Untuk mendapatkan biji kopi yang siap digunakan atau diolah menjadi minuman, biji kopi harus melalui beberapa proses pengolahan terlebih dahulu. Biji kopi yang belum diolah dinamakan dengan green bean, yaitu biji kopi mentah yang diproses dari buah ceri kopi matang dari hasil petikan para petani kopi, tetapi belum disangrai dan masih berwarna hijau.

Buah ceri kopi Arabika dan Robusta memiliki teknik pemetikan yang berbeda, dimana buah ceri kopi Arabika dipetik secara hati-hati satu per satu yang sudah matang (ditandakan dengan warna merah), sedangkan buah ceri kopi Robusta dapat langsung dipetik atau ditarik keseluruhan satu tangkai buah ceri kopinya. Hal ini dikarenakan jika buah ceri kopi Arabika yang belum matang (ditandakan dengan warna hijau) terambil rasa kopi yang dihasilkan tidak akan enak, karena merupakan biji kopi cacat jenis immature yang berarti biji belum matang.

Proses pengolahan pasca panen kopi terbagi menjadi dua (2) metode, yaitu metode kering dan basah. Pada metode kering atau dry process, buah ceri yang masih lengkap dengan kulitnya dijemur selama kurang lebih 20 – 30 hari sampai buah ceri kering dan terkelupas dengan sendirinya, Metode ini menghasilkan kopi dengan karakteristik acidity rendah, body tebal, dengan rasa yang lebih fruity atau terasa seperti buah-buahan akibat adanya kontaminasi antara kulit buah ceri dengan biji kopi.

**Bahan yang Disediakan:**

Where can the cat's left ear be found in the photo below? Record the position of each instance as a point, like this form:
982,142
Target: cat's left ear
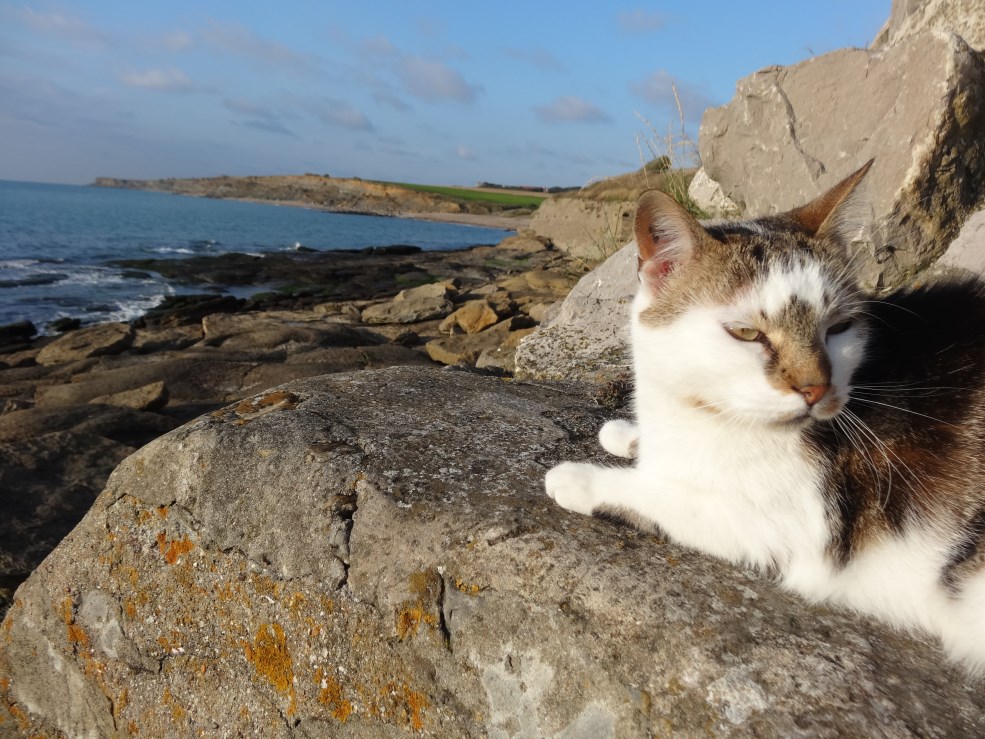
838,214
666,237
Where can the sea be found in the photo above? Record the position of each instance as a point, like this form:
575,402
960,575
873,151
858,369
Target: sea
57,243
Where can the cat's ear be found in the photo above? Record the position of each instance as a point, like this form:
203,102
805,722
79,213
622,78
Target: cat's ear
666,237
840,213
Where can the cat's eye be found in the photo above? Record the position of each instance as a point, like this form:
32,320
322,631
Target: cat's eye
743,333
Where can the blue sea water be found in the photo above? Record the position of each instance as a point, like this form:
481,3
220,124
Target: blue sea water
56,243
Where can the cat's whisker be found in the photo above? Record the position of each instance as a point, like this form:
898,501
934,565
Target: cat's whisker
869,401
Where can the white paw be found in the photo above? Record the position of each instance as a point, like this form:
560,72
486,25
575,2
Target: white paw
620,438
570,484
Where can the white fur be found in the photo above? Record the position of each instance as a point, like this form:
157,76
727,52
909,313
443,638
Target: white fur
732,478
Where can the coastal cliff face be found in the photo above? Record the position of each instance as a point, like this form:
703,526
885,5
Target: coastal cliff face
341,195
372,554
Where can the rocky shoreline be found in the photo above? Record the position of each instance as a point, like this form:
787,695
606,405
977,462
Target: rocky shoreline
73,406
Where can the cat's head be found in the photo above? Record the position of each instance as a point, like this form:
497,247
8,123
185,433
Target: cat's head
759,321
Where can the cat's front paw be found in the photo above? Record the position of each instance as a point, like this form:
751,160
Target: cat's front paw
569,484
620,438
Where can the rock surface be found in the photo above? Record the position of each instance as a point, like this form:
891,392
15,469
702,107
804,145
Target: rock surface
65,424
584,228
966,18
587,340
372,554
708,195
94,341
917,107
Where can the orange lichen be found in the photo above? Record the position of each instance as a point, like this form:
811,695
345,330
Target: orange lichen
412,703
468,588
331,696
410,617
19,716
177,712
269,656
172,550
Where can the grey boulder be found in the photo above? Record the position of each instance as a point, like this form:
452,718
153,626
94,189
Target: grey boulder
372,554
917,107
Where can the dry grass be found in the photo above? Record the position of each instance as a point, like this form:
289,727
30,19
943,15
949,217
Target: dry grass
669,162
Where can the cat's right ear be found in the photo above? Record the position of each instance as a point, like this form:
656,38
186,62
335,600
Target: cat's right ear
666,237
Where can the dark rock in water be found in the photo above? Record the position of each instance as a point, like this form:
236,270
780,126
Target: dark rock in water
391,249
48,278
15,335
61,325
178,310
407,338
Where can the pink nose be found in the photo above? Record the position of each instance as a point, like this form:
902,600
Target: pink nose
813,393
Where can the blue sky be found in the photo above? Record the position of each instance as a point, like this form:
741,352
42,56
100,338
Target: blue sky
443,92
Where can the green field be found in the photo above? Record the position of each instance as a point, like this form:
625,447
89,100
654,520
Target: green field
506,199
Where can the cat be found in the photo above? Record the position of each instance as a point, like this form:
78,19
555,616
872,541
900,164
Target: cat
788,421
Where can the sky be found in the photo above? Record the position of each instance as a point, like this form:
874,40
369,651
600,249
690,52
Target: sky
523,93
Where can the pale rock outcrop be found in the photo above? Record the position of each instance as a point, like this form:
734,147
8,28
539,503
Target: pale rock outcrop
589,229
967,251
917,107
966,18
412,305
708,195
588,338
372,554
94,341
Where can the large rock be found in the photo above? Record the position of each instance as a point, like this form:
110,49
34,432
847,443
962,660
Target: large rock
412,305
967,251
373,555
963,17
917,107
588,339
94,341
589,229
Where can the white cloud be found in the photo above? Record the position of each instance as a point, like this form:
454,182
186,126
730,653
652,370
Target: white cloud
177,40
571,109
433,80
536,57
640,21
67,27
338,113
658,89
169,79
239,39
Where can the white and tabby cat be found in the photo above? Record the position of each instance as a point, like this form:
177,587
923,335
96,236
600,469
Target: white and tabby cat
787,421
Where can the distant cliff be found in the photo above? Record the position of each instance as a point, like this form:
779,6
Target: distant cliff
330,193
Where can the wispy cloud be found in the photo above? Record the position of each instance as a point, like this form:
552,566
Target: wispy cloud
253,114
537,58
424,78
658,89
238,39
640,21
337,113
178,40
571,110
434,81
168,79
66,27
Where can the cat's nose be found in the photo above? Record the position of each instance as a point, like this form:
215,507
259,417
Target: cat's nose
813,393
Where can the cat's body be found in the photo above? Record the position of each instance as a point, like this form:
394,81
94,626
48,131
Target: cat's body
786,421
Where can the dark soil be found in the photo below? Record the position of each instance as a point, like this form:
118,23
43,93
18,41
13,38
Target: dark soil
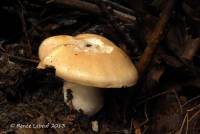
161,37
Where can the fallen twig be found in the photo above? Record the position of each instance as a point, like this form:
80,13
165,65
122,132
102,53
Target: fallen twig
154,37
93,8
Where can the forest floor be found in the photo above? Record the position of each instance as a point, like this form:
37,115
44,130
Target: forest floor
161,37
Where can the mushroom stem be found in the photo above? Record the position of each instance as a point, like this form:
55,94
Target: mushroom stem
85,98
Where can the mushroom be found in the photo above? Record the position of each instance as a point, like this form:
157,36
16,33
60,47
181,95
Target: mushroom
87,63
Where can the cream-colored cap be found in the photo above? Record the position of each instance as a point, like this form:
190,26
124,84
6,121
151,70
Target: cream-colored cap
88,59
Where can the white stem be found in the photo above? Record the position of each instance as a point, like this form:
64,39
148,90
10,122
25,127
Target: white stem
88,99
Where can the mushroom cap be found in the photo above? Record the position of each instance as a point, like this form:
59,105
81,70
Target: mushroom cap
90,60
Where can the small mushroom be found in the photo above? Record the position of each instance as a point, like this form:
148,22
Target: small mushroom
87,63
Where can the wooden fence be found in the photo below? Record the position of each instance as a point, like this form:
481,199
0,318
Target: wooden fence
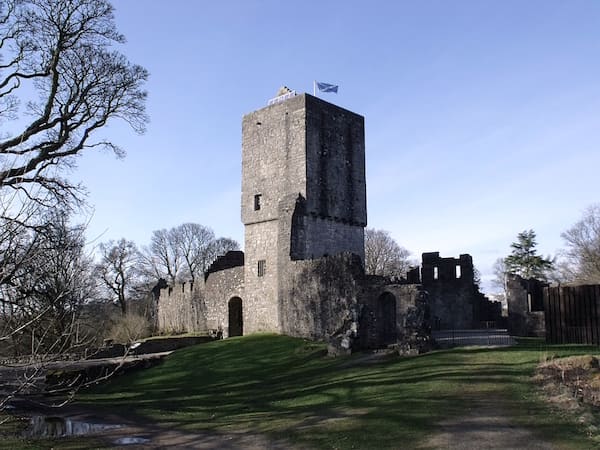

**Tugas Anda:**
Jawablah pertanyaan berikut berdasarkan teks tentang pengolahan biji kopi di atas.
(a) Apa sebutan untuk biji kopi yang belum diolah?
(b) Warna apa yang menandakan buah ceri kopi Arabika sudah matang?
(c) Berapa lama buah ceri dijemur pada metode kering?

**Jawaban Latihan:**
(a) Green bean.
(b) Merah.
(c) Kurang lebih 20 – 30 hari.